### What the exercise asks
Restate the entries word for word, omitting nothing.
● ● ● ● ●
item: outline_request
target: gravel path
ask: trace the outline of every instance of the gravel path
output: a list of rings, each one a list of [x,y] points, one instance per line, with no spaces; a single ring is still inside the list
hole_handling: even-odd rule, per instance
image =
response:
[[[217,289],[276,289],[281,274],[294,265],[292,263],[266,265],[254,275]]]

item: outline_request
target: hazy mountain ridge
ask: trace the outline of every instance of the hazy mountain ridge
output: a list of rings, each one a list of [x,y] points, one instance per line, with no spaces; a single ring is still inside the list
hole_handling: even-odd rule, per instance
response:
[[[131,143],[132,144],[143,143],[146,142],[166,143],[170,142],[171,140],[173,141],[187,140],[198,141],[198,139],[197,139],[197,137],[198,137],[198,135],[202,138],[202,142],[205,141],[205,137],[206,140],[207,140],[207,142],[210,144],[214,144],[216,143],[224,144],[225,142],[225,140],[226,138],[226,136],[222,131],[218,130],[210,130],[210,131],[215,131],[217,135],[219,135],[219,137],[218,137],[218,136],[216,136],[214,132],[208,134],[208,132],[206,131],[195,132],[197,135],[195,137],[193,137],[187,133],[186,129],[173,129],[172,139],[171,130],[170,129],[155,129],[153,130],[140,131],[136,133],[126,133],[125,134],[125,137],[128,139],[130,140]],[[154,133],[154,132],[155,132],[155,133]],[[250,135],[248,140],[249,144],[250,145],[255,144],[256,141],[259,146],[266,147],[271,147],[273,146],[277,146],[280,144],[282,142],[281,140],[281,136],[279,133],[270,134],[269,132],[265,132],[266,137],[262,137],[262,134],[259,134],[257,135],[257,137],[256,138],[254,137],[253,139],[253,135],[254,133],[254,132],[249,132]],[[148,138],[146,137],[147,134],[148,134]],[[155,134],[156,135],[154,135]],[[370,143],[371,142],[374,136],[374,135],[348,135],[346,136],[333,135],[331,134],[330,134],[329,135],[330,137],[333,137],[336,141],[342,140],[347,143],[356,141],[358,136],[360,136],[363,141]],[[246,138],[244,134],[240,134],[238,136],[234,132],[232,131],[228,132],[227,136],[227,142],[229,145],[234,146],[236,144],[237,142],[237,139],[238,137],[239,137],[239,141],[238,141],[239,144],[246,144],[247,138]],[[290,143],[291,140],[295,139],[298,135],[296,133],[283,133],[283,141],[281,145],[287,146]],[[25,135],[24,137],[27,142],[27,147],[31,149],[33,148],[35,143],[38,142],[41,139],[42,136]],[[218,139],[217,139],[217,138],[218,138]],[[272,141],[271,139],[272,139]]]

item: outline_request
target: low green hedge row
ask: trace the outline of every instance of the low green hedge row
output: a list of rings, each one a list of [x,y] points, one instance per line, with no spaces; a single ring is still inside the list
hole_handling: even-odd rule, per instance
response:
● ● ● ● ●
### Response
item: outline_request
target: gravel path
ask: trace the outline of every instance of the gravel path
output: a list of rings, each one a list of [x,y] points, one instance per line, with no spaces; a single ring is still inside the list
hole_handling: even-odd rule, per instance
image =
response:
[[[217,289],[276,289],[281,274],[294,265],[292,263],[266,265],[254,275]]]

item: outline_request
target: hazy mountain ridge
ask: trace the outline of every instance of the hazy mountain ridge
output: a list of rings, each one a list of [x,y] points, one instance per line, with no spaces; a single ring is still inside the list
hole_handling: even-odd rule, per instance
response:
[[[131,143],[132,144],[143,143],[146,142],[166,143],[170,142],[171,140],[173,141],[187,140],[198,141],[198,139],[197,139],[197,137],[198,137],[198,135],[202,138],[202,142],[205,141],[205,137],[206,140],[207,140],[207,142],[210,144],[214,144],[216,143],[224,144],[225,142],[225,140],[226,138],[226,136],[222,131],[218,130],[210,130],[210,131],[215,131],[217,135],[219,135],[219,137],[218,137],[218,136],[216,136],[214,132],[208,134],[208,132],[206,131],[195,132],[197,135],[195,137],[193,137],[187,133],[186,129],[173,129],[172,139],[171,130],[170,129],[155,129],[153,130],[140,131],[136,133],[126,133],[125,134],[125,137],[128,139],[130,140]],[[154,133],[154,132],[155,132],[155,133]],[[250,135],[248,140],[249,144],[250,145],[255,144],[256,141],[259,146],[266,147],[271,147],[273,146],[277,146],[280,144],[282,142],[281,140],[281,136],[279,133],[270,134],[269,132],[265,132],[266,137],[262,137],[262,134],[259,134],[257,135],[257,137],[256,138],[254,137],[253,139],[253,135],[254,133],[254,132],[249,132]],[[148,138],[146,137],[147,134],[148,134]],[[155,134],[156,135],[154,135]],[[370,143],[371,142],[374,136],[374,135],[348,135],[346,136],[333,135],[331,134],[330,134],[329,135],[330,137],[333,137],[336,141],[342,140],[347,143],[356,141],[358,136],[360,136],[363,141]],[[246,138],[244,134],[240,134],[238,136],[234,132],[232,131],[228,132],[227,136],[227,142],[229,145],[234,146],[236,144],[237,142],[237,139],[238,137],[239,137],[239,141],[238,141],[239,144],[246,144],[247,138]],[[290,143],[291,140],[295,139],[298,135],[296,133],[283,133],[283,141],[281,145],[287,146]],[[25,135],[24,137],[27,142],[27,147],[31,149],[33,148],[35,143],[38,142],[41,139],[42,136]],[[218,139],[217,139],[217,138],[218,138]],[[272,141],[271,139],[272,139]]]

item: outline_request
target: low green hedge row
ask: trace the outline of every instance of the low green hedge row
output: a list of rings, each one a list of [x,y] points, one instance per line, with no spaces; a single ring is still inside the list
hole_handling: even-odd rule, per instance
response:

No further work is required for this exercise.